### TRAVAIL DEMANDÉ
1. D'après l'entretien avec George Tarabulsy, à quelle fréquence le colloque québécois sur la maltraitance est-il organisé ?
2. Prolongez l'entretien avec George Tarabulsy au-delà de sa dernière phrase.

### TEXTE DU DOCUMENT
:::::

George Tarabulsy

Il est professeur de psychologie et directeur scientifique du CRUJeF (centre de recherche universitaire sur les jeunes et les familles) à l’Université Laval, Québec. Il était un des principaux invités de la 18eédition des Assises nationales de la Protection de l’enfance au Grand Rex à Paris, les 19 et 20 juin 2025, centrées cette année sur les liens d’attachement. 

Il est intervenu dès l’ouverture des Assises, aux côtés du Dr Anne Raynaud, psychiatre, fondatrice et directrice des Instituts de la parentalité et fil rouge des échanges tout au long de cette édition. Spécialistes de l’attachement, ils ont posé ensemble les fondements de ces liens, redéfinissant à cette occasion le vocabulaire et les notions à partager, pour mieux comprendre les comportements et les besoins de l’enfant et des adultes qui l’entoure. Une entrée en matière fondamentale, pour appréhender la suite des interventions !

Dans les coulisses des Assises, George Tarabulsy a répondu bien volontiers à quelques questions supplémentaires, qui éclairent le contexte de son travail de chercheur au Québec.

Vous êtes venu du Québec pour intervenir aux Assises, pourquoi ?  

C’est une très belle invitation et un honneur d’être invité à cet événement. Je vois difficilement une plus belle occasion pour parler à des professionnels des services sociaux, d’un sujet sur lequel je travaille en tant que chercheur depuis 30 ans. Cette communication est très importante. 

Il y a un équivalent au Québec de ce rendez-vous ? 

Il existe un colloque sur la maltraitance, organisé tous les deux ans. Il faut savoir qu’au Québec, le domaine de l’intervention sociale est centralisé par le gouvernement. Ce colloque est donc organisé dans un contexte gouvernemental, avec un comité scientifique indépendant. Toutes les personnes qui font de la Recherche sur les questions de la maltraitance, du développement des jeunes, de l’intervention, des enjeux d’équité sociale se retrouvent à cette rencontre. C’est une occasion de transfert de connaissances vers les professionnels du domaine social, et de communication scientifique de résultats de recherche.

:::::

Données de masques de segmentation
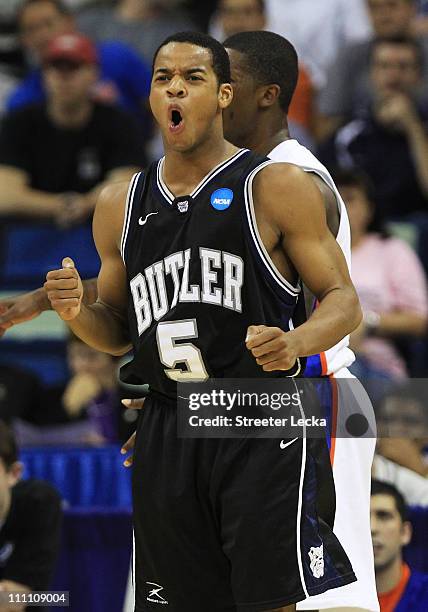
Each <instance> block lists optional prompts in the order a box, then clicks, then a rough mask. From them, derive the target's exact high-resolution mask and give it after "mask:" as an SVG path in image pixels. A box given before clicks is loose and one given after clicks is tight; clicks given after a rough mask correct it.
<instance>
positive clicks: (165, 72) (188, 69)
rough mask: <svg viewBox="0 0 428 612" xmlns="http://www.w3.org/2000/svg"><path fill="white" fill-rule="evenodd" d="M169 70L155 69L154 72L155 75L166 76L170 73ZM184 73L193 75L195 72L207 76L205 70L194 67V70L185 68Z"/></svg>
mask: <svg viewBox="0 0 428 612" xmlns="http://www.w3.org/2000/svg"><path fill="white" fill-rule="evenodd" d="M171 70H172V69H171V68H156V70H155V72H154V73H155V74H158V73H159V74H168V73H170V72H171ZM184 72H185V73H186V74H194V73H195V72H202V73H203V74H207V71H206V69H205V68H203V67H202V66H200V67H195V68H186V69H185V70H184Z"/></svg>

:::::

### RÉSULTATS ATTENDUS
1. Tous les deux ans.

2.
Chercheurs et intervenants du domaine social travaillent ensemble au Québec ? 

Oui, pour toutes sortes de raisons historiques, le domaine de la recherche sociale au Québec est très proche du domaine de l’intervention sociale. Quand on fait ce genre de colloque, le volet Recherche est donc très présent : des étudiants présentent leurs travaux, des professeurs exposent leurs programmes ou des résultats d’études. Notez au passage une différence d’échelle, on ne rassemblera jamais 2 000 personnes à ce genre d’événement. Le Québec est trois fois grand comme la France, mais compte à peine la population de Paris : si on rassemble 500 ou 600 personnes, c’est très bien ! Ce sont donc pour beaucoup des gens qui se connaissent et c’est l’occasion pour eux de se retrouver.

Le programme des Assises s’articule cette année autour des liens d’attachement. Comment avez-vous découvert l’attachement et comment travaillez-vous avec cette théorie au Québec ?

J’ai découvert l’attachement à travers mes lectures quand j’étais étudiant en psychologie. J’ai tout de suite accroché, même si je ne savais pas trop dans quoi je m’embarquais : il y a 30 ans, c’était le tout début du domaine ! Au cours de mes études, j’ai été exposé à des gens qui travaillaient sur la vulnérabilité sociale. La question de sa transmission m’a frappé : comment s’incarne la vulnérabilité sociale et comment se véhicule-t-elle d’une génération à l’autre ? À l’époque, on avait trouvé que les jeunes qui ne terminaient pas leurs études secondaires avaient une espérance de vie réduite de 7 ans, comparé à ceux qui finissaient leur secondaire. En regardant au-delà de leur parcours scolaire, leur trajectoire de vie, j’ai vu que la question des liens d’attachement était pertinent

Depuis, vous n’avez jamais quitté ce prisme des populations vulnérables dans vos travaux de recherche…

Depuis 30 ans dans mon laboratoire de recherche (le CRUJeF, université Laval, Québec), on a toujours insisté pour faire des travaux qui impliquaient des populations vulnérables. On a travaillé avec des familles suivies par la protection de l’enfance, et d’autres suivies dans des programmes de prévention pour éviter la protection de l’enfance – toutes des familles vulnérables.

Notre contribution en recherche, est d’essayer de comprendre les phénomènes de transmission, de stress, de toutes les choses que vivent les parents et comment elles peuvent impacter le lien. Un des résultats de nos travaux démontre clairement que les enjeux de vulnérabilité sont associés à la manière dont les gens interagissent, à la qualité et à la sécurité du lien et aux suites du développement.

Comment l’attachement s’est-il installé au Québec ?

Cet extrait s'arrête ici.